### [What this task involves]
Starting from the line containing "For every instance of the goose", write out the rest of the entries exactly, through the final line, including nothing else.

### [Records from a dataset]
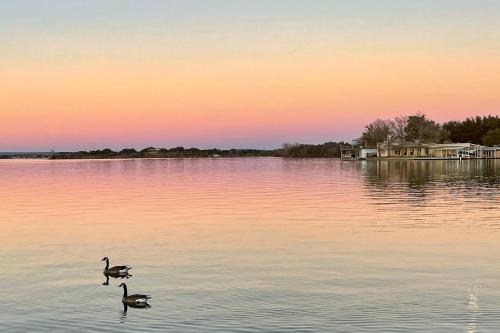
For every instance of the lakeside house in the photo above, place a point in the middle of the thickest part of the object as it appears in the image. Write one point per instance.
(422, 150)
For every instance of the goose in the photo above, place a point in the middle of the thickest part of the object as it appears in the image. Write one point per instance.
(115, 271)
(135, 299)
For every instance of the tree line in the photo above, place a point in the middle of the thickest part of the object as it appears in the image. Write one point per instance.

### [Worked solution]
For every instance of the goose in the photo above, place a point in the middle of the thickest part of the object as it appears in the image. Write one point per instance.
(115, 271)
(135, 299)
For every instance of the tree line in the photo above, place a point in the middle of the thickest part of the object as it appears in the image. Write one point per instance.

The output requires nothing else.